DIRECTIONS FOR THIS TASK: List every line in the rows below that contains the string "tall", treating uppercase and lowercase letters as different.

DATA:
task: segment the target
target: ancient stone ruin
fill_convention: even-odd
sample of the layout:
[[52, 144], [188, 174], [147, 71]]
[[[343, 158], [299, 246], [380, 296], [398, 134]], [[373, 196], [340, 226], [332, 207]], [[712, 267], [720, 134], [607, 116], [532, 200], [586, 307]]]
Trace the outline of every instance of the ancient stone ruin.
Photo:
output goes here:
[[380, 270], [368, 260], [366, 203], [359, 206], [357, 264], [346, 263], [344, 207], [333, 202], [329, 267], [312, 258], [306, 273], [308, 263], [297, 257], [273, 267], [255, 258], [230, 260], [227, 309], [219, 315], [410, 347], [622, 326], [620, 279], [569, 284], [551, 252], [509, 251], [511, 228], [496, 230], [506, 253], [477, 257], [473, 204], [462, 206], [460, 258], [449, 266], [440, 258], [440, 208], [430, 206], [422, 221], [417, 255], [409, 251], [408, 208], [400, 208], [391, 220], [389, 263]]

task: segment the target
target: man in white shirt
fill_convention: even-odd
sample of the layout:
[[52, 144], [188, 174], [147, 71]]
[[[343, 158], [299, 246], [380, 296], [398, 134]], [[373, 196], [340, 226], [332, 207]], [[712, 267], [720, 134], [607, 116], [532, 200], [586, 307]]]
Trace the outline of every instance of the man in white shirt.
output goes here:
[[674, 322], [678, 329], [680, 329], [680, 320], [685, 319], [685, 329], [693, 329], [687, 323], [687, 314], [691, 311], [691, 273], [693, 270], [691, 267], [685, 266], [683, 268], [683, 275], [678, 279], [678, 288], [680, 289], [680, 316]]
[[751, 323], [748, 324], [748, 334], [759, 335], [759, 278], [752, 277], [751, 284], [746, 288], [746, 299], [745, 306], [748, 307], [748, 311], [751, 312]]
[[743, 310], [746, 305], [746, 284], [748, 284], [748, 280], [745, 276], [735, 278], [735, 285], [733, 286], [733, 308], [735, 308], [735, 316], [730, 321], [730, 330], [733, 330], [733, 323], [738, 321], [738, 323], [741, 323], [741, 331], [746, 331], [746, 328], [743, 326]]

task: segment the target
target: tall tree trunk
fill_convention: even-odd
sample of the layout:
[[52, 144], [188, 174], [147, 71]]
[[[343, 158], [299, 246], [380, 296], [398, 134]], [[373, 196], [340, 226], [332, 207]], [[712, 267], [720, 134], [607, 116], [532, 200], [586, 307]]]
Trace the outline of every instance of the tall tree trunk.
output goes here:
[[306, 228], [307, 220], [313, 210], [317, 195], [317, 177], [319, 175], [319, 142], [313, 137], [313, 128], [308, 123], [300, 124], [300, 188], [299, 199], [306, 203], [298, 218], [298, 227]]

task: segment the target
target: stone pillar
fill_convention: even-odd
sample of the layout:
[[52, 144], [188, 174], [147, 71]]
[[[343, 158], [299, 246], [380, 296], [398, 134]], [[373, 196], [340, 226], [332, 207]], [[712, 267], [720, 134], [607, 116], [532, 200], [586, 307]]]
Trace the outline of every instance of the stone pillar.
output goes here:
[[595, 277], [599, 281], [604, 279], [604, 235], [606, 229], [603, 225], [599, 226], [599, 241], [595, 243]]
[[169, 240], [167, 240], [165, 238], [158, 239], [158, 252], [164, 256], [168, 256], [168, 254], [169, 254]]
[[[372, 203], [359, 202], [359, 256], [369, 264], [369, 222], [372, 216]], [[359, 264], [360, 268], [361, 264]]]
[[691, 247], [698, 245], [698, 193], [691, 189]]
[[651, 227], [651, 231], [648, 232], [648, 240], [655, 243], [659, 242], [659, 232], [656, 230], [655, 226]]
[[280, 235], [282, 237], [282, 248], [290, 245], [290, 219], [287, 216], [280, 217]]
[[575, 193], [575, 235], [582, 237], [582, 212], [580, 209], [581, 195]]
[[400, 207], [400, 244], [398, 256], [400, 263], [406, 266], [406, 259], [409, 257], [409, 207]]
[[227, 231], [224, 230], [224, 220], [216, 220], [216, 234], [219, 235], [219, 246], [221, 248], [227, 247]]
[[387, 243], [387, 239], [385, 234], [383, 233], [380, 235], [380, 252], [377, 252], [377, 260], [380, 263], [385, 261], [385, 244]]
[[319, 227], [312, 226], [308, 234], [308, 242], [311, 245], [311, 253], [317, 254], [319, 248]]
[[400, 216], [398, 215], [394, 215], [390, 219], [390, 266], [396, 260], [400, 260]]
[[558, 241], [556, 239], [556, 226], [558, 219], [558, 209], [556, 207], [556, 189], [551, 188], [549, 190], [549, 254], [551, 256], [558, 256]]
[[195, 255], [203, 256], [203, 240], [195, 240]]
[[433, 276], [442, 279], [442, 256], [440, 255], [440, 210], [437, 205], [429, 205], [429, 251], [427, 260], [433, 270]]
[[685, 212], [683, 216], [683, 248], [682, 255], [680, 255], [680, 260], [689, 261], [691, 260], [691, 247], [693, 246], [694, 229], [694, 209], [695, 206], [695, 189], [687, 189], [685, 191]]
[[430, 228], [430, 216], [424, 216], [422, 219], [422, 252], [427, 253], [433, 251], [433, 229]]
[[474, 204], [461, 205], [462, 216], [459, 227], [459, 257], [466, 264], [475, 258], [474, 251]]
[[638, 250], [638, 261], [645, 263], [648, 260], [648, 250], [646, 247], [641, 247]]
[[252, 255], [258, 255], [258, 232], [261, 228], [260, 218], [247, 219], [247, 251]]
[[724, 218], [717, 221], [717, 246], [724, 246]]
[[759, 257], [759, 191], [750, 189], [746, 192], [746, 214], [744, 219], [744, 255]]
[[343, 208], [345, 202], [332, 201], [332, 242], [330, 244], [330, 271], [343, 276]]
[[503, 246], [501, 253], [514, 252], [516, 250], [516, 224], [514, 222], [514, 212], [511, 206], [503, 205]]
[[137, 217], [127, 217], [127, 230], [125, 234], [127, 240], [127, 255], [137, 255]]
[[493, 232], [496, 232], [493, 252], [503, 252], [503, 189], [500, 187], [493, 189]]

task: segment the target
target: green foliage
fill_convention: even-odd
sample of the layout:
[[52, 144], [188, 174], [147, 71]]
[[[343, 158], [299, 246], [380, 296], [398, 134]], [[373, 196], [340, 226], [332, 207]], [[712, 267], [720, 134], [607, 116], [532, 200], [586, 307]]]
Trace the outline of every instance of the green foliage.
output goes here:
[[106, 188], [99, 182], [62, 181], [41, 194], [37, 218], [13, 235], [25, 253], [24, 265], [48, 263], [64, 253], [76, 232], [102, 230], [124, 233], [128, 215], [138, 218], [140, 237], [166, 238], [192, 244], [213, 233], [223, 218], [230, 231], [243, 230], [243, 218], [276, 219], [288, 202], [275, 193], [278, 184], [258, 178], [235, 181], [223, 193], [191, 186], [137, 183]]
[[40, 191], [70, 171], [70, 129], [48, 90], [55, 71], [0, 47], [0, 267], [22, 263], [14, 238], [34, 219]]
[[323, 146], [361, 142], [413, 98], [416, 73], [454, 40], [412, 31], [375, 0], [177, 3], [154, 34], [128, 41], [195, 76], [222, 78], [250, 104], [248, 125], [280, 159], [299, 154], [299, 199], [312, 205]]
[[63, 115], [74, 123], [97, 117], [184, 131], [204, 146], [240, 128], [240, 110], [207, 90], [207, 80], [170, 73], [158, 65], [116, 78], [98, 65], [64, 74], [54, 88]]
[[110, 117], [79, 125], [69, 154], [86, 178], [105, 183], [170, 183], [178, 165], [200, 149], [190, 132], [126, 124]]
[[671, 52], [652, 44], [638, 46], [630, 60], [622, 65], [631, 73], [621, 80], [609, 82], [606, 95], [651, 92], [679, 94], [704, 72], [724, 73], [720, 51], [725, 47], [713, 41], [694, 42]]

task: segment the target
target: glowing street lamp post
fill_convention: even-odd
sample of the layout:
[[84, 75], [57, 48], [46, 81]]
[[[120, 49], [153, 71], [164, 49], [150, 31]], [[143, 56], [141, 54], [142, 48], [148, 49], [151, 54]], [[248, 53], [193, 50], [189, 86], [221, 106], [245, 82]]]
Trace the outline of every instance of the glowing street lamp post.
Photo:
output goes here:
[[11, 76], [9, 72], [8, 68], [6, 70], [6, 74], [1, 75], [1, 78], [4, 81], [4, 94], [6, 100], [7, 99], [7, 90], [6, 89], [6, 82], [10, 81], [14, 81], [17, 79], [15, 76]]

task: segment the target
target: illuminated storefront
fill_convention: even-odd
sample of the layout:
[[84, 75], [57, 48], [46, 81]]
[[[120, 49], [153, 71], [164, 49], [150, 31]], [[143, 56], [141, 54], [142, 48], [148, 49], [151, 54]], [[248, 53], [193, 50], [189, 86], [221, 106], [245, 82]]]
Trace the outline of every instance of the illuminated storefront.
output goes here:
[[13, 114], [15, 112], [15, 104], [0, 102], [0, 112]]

RESPONSE:
target: tall tree trunk
Trace the outline of every instance of the tall tree trunk.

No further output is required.